TASK DETAILS ::
Could you rewrite every line of the items below as a numbered list, leaving out any blank lines?

EXTRACTED MATERIAL ::
►

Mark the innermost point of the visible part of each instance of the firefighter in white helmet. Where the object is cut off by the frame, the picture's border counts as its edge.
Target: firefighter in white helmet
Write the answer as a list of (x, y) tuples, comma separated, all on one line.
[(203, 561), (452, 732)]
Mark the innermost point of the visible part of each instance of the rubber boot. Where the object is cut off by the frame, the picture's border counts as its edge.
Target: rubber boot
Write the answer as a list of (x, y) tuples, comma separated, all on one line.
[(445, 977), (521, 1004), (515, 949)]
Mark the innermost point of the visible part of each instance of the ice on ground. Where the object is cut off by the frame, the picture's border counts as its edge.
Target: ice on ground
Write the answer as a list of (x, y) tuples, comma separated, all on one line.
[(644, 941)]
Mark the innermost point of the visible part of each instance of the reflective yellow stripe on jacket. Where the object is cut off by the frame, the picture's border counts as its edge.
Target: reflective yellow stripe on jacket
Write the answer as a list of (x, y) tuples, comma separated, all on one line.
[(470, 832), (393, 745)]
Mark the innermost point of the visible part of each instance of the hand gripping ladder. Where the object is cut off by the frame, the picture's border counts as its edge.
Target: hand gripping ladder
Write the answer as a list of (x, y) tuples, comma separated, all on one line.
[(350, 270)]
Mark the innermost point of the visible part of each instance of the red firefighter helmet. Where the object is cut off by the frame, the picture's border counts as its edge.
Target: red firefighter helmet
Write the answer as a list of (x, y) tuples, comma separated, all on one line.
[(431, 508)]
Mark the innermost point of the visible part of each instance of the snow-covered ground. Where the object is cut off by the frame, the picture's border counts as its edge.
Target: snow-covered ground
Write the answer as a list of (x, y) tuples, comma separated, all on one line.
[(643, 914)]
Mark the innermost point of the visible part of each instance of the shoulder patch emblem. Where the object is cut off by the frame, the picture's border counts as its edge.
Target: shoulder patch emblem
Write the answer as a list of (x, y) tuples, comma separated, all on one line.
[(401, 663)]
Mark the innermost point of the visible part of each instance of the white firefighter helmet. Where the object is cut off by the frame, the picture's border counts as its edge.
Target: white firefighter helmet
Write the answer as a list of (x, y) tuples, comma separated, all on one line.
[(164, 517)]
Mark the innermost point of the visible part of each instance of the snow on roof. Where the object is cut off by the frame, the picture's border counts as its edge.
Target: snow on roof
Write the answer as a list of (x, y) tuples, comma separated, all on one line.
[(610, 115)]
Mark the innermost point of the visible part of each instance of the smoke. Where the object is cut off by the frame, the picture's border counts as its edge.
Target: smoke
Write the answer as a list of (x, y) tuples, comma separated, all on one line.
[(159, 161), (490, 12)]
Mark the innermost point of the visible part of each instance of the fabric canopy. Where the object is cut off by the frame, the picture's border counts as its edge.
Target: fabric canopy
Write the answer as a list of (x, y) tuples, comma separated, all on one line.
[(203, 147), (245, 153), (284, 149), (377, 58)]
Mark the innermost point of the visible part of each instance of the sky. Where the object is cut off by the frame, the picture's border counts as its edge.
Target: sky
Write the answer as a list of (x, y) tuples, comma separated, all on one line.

◄

OUTPUT FOR THIS TASK ::
1. Mark the innermost point of the visible part of each instance of the firefighter in white helmet. Where the object is cut off by the frame, the picture's border counts as its edge.
2. Target: firefighter in white helmet
3. Write the answer as a list of (x, y) tuples, comma separated, all on one line.
4. [(203, 561), (452, 732)]
5. Mark the innermost point of the visible part of each instance of the rubber boot. Where the object is cut off by the frame, the picture's border counts as its edge.
6. Target: rubber boot
7. Write the answer as a list of (x, y) tuples, comma separated, all on one line.
8. [(445, 977), (521, 1004), (515, 949)]
9. Mark the innermost point of the visible part of each instance of the ice on ground. Where the object is cut off by the frame, the picture's border counts as its edge.
10. Target: ice on ground
11. Write the answer as a list of (x, y) tuples, comma separated, all on one line.
12. [(644, 941)]
13. Mark the innermost point of the visible part of each instance of the reflective yellow stripe on jacket. Where the object is cut off by the frame, the picture's border counts as its edge.
14. Target: reflective yellow stripe on jacket
15. Write the answer as a list of (x, y) tuples, comma separated, all on one line.
16. [(470, 832), (393, 745)]
17. Mark the innermost point of the visible part of each instance of the hand gripping ladder. Where the object is cut off by the frame, the picture's border counts as its edge.
18. Target: hand gripping ladder
19. Write the answer as a list of (x, y) tuples, comma separated, all on one line.
20. [(350, 270)]
21. Mark the innermost point of the visible part of each instance of the red firefighter helmet. Where the object is cut off by the frame, the picture's border counts as its edge.
22. Target: red firefighter helmet
23. Write the answer as a list of (x, y) tuples, comma separated, all on one line.
24. [(431, 508)]
25. Mark the innermost point of the visible part of each instance of the snow-covered ground. Where the object is cut off by the frame, the picture's border counts as its edge.
26. Target: snow-covered ground
27. Write the answer as a list of (x, y) tuples, comma separated, all on one line.
28. [(643, 914)]
29. Mark the innermost point of the visible part of each instance of the shoulder patch emblem. Where the object is cut off by the frame, the picture's border counts as its edge.
30. Target: shoulder patch emblem
31. Write the answer as a list of (x, y) tuples, comma separated, all on one line.
32. [(401, 663)]
33. Mark the innermost point of the visible part of each instance of the white firefighter helmet. Where the object is cut off by the frame, the picture's border counts as its edge.
34. Target: white firefighter helmet
35. Write the answer as a list of (x, y) tuples, comma separated, all on one line.
36. [(164, 517)]
37. Mark the innermost point of the visible part of each instance of the snow on roof. Where the object is cut off by the frame, the picture's border counts as its edge.
38. Target: snow on roof
39. Write the answer as a list of (x, y) tuples, comma separated, all on one line.
40. [(610, 115)]
41. Mark the innermost point of the visible part of each instance of the smoke. Where the object is cut off by the frame, the picture's border counts as its edge.
42. Target: smoke
43. Write the answer as a list of (x, y) tuples, comma separated, all on one line.
44. [(159, 161), (490, 12)]
45. Mark the innermost point of the visible part of each instance of the fabric canopy. Where the object is cut off by the frame, the picture's border counts as its edge.
46. Target: fabric canopy
47. Write the answer as a list of (x, y) tuples, comma separated, all on one line.
48. [(203, 147), (245, 153), (284, 149), (377, 58)]
49. Mark the innermost point of the visible part of each instance of the sky. Where the object is cut off by the frame, the picture's border counts as its edge.
50. Target: sky
51. Write the answer as a list of (x, y) tuples, comma separated, all on one line.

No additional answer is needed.